((

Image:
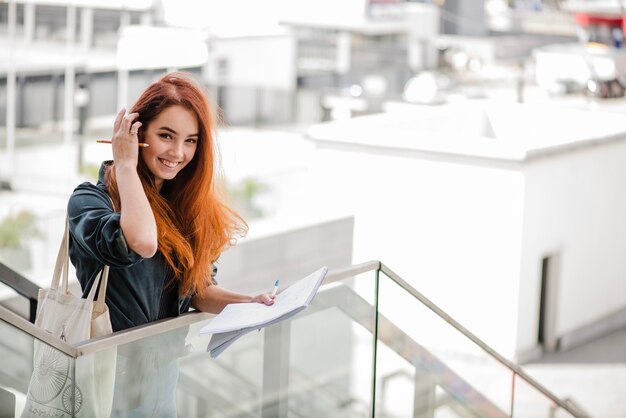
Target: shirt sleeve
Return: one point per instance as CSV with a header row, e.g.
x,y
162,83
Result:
x,y
95,227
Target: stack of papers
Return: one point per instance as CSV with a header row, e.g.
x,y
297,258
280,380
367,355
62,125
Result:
x,y
237,319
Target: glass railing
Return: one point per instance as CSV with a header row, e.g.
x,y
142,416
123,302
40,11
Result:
x,y
368,345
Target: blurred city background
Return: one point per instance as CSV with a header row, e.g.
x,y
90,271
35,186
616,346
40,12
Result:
x,y
476,147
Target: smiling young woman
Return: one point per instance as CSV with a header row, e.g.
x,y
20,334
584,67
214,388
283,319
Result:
x,y
155,216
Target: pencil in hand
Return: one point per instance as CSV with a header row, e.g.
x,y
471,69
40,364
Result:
x,y
108,141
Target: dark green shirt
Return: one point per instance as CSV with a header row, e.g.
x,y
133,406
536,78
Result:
x,y
140,290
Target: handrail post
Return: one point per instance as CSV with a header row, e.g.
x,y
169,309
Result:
x,y
275,392
375,351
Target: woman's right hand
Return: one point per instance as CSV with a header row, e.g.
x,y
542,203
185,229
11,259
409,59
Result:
x,y
125,139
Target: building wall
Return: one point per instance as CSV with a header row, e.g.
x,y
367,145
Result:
x,y
453,231
574,205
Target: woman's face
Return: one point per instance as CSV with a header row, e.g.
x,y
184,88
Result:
x,y
173,139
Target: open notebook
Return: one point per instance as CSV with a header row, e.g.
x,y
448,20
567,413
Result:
x,y
237,319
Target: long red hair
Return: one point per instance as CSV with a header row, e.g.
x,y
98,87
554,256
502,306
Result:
x,y
193,222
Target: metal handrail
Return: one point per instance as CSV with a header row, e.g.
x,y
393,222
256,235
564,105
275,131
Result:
x,y
517,370
22,286
158,327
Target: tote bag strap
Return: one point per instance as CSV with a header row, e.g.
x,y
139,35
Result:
x,y
61,268
103,279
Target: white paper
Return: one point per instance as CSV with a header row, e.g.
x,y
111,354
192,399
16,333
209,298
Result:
x,y
238,319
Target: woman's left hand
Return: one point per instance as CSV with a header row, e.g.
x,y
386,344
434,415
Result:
x,y
264,298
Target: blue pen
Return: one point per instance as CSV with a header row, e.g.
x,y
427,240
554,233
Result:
x,y
275,289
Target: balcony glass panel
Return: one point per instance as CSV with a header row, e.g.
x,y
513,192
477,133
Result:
x,y
443,371
319,363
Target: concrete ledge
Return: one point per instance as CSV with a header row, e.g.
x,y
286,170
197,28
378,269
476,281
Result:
x,y
596,329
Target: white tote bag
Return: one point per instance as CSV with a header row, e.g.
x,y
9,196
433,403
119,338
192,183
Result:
x,y
72,319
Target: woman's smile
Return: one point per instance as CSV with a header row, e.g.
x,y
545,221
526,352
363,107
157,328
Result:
x,y
173,139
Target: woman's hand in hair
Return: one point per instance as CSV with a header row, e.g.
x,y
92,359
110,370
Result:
x,y
137,219
125,139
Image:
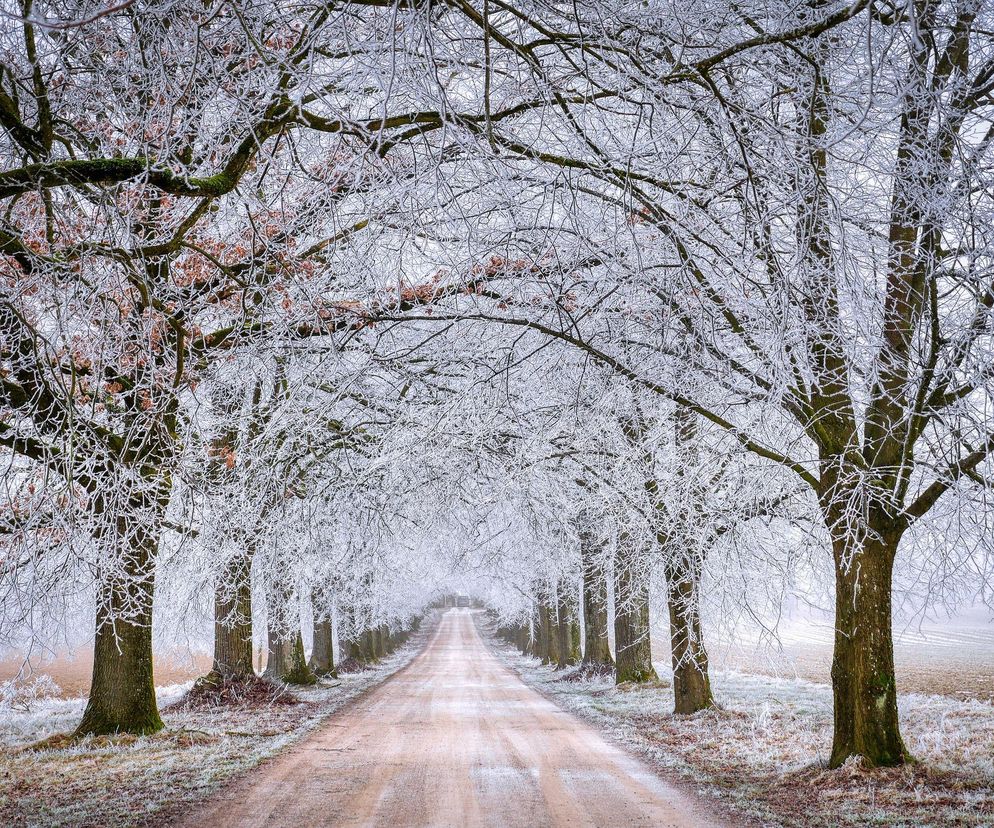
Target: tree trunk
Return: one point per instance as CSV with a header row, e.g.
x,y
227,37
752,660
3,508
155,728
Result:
x,y
864,685
369,645
298,672
597,650
122,690
233,621
568,631
322,654
691,681
280,647
287,662
633,652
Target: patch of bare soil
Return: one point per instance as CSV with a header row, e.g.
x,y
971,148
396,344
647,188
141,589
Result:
x,y
352,665
210,692
73,673
586,672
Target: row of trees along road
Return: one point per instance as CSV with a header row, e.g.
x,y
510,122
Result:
x,y
259,259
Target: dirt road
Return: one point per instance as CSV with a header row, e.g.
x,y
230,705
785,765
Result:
x,y
454,739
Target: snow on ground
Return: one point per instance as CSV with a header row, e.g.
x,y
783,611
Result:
x,y
131,781
763,754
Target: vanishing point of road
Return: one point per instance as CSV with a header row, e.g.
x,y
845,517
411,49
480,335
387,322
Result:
x,y
453,739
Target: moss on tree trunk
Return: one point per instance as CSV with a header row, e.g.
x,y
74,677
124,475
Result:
x,y
323,654
633,651
233,621
691,680
567,629
597,649
864,684
122,690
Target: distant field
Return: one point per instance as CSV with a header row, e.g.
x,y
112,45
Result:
x,y
72,674
952,658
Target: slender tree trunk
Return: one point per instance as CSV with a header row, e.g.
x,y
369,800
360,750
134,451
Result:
x,y
369,645
287,662
633,651
122,690
691,680
864,684
546,631
322,654
233,621
684,569
597,649
568,631
524,638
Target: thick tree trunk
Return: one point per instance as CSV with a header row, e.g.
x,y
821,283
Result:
x,y
233,621
597,650
548,640
524,638
369,645
863,678
287,661
633,651
322,654
691,681
568,631
122,690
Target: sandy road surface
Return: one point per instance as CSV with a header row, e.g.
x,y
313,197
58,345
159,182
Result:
x,y
453,739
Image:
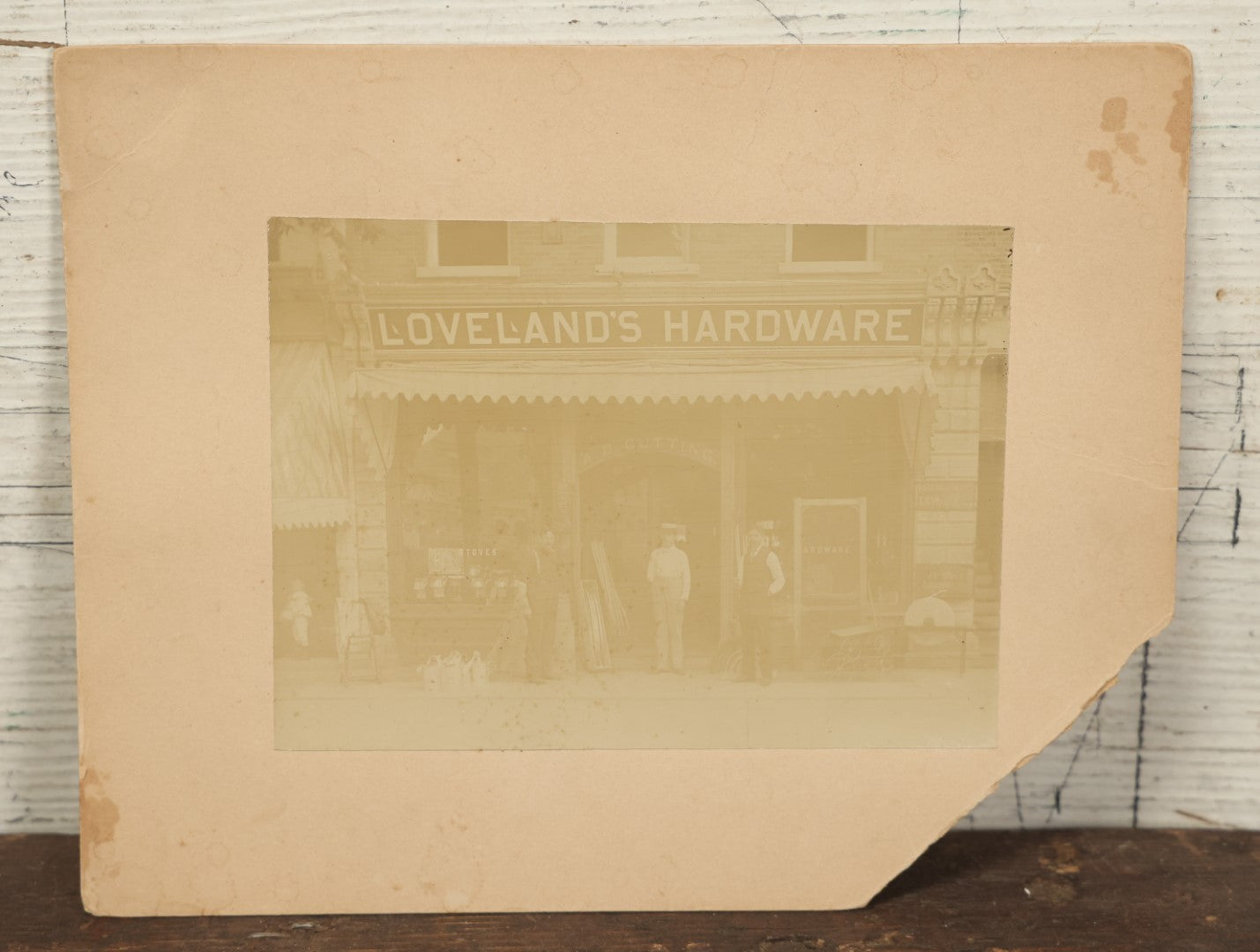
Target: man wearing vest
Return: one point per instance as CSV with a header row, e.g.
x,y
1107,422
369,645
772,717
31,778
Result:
x,y
669,573
761,578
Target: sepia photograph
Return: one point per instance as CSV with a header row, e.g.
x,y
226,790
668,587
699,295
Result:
x,y
573,485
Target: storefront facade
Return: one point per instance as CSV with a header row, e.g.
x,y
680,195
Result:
x,y
481,381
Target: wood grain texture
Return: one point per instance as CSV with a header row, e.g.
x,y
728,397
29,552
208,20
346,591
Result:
x,y
1175,742
983,892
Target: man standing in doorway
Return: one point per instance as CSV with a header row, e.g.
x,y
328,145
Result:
x,y
542,592
761,578
669,573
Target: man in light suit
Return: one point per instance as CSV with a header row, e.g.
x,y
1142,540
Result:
x,y
669,573
761,578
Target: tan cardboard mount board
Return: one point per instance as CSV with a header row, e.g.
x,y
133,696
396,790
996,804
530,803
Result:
x,y
173,160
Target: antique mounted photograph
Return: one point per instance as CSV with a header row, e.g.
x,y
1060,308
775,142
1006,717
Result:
x,y
637,485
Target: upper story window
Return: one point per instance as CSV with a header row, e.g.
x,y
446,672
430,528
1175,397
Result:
x,y
648,249
822,249
466,249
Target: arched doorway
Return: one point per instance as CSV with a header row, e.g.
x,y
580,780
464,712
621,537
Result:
x,y
624,500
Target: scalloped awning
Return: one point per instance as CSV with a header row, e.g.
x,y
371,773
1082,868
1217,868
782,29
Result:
x,y
643,381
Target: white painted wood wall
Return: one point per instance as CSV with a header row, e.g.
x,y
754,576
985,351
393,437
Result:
x,y
1174,743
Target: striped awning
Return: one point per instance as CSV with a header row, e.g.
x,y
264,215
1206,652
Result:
x,y
625,381
308,440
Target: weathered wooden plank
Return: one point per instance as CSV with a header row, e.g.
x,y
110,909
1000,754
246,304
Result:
x,y
1072,892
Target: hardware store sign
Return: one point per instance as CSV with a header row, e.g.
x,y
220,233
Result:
x,y
687,326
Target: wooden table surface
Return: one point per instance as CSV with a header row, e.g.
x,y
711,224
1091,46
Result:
x,y
975,892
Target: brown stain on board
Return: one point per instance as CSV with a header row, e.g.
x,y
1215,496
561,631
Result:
x,y
1178,125
1099,161
99,815
1115,111
1128,143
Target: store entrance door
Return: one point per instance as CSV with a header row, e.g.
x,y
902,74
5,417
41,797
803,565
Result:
x,y
624,502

))

### ACTIVITY
Return all lines of the material above in which "handrail" occurs.

### RESULT OF THIS TASK
Target: handrail post
Target: metal handrail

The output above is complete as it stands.